THINGS TO DO:
a - Can you extract the passage from the essay on "bättre förr" starting at "The idea that" and ending at "Back to poker."?
b - What comes next in the essay on "bättre förr"? Write a continuation that picks up after its final sentence.

GIVEN TEXT:
The phrase "bättre förr" ("better before" in direct translation) is common in Swedish, but the sentiment is, it seems to me, common everywhere. People roll their eyes at "today's youth" they scoff at the decline of society, about how everything's just getting worse and how much better and easier everything used to be. These people are, at least in this regard, delusional.

If you're using any kind of sensible yard stick to measure whether or not it's better now than it used to be (with some rare exceptions), your conclusion really has to be that yes - it's better now than ever before. Even if we ignore civil liberties (women's vote, black vote, gay rights, etc. etc.) and technological gadgets (do you remember the time when, if you had forgotten what you were supposed to get at the store, you had to go home and ask and then go back to the store?) and even medicine (hello higher life expectancy, better quality of life for seniors and drastically reduced infant mortality rates), then the quality of life still has gone up universally. Not for everyone, but on average. For the vast majority of humans, we have improved transportation, improved housing, cleaner water, cheaper food, more time to spend with our family and friends and we are safer than ever before.

The idea that it was better before is bullshit. Anyone who thinks so is either extremely naïve, extremely forgetful about how it really was, or an asshole who longs for the days when whites were the master race or they were 82nd in line for the British throne. Or so.

Anyway, that's what I wanted to write about before watching Zimbardo's talk on time perspectives and now I've gotten that off my chest. Detour done. Back to Zimbardo. Back to poker.

INFORMATION SHOWN:
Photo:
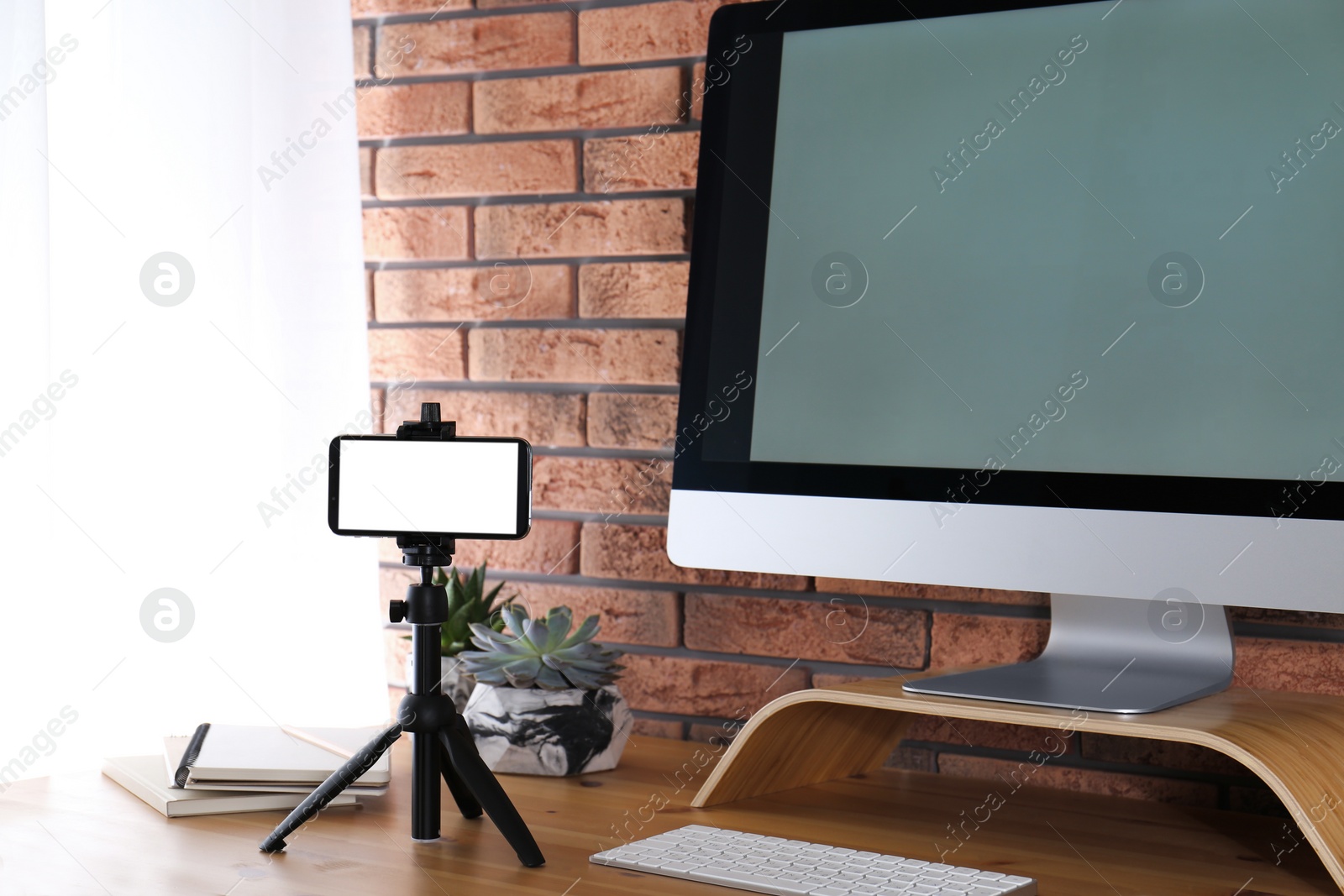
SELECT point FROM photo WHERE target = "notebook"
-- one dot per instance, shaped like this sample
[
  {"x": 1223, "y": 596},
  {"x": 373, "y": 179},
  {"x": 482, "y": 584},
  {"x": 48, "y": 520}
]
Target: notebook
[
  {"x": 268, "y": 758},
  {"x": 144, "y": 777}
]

...

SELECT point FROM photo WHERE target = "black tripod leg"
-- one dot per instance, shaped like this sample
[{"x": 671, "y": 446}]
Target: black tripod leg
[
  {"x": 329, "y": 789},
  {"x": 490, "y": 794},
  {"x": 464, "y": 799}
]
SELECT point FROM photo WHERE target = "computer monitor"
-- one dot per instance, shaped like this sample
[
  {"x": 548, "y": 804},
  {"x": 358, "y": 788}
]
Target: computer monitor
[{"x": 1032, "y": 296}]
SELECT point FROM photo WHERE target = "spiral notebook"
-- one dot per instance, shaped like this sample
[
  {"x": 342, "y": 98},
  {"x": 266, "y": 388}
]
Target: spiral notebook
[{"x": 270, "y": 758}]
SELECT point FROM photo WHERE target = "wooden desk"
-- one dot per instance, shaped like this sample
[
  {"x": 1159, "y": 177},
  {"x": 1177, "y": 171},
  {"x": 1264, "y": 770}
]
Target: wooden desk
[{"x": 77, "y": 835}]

...

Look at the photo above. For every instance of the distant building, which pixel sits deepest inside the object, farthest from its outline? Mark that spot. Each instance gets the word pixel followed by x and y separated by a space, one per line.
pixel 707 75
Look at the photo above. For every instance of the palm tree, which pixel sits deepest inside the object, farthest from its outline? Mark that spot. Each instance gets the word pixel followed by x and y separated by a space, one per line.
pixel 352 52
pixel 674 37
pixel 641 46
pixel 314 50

ANSWERS TO THE EXERCISES:
a -
The idea that it was better before is bullshit. Anyone who thinks so is either extremely naïve, extremely forgetful about how it really was, or an asshole who longs for the days when whites were the master race or they were 82nd in line for the British throne. Or so.

Anyway, that's what I wanted to write about before watching Zimbardo's talk on time perspectives and now I've gotten that off my chest. Detour done. Back to Zimbardo. Back to poker.

b -
I saw a parallel to poker players when I watched his talk (which, by the way, I really wished the organizers would have allocated more than just five minutes for; the topic certainly deserved not to be hurried through the way it was) because ideally, a poker player should make his decisions future-oriented. What I mean by that is this:

Being past-oriented when it comes to poker is, essentially, being results-oriented. With the balance heavily towards the past-negative perspective, we become overwhelmed by memories of bad-beats past. If we're prone to past-positive, we might overestimate our chances with certain hands ("I just love 96s, I can't seem to lose with it!") because they're "our favorites."

Being a present-oriented poker player has other dangers. If we're "present-hedonistic" we might call because it's "fun." Or because we want to spite-call the guy who's we're pissed off at. Or because we "feel lucky" or any other spur-of-the-moment reason to make a certain move that in reality is not the best for the situation at hand. Or maybe we're "present-fatalist" and don't properly analyze the situations and instead just decide that if we lose it's because we were unlucky. That the cards determine who wins and loses.

Future-oriented is the appropriate perspective for the poker player. The mindset of making moves not based on what we think will happen this particular time we play the hand, but in the long run. Not letting the results we had in this hand cloud our judgment for the next time we're in a similar situation. Focusing on the long term expected value, setting goals for the hours we play and how we play them, being disciplined enough not to move up to some high stakes game chasing losses, clearing our mind of the bad beats we've been dealt recently and always, always looking for ways to improve our win-rate.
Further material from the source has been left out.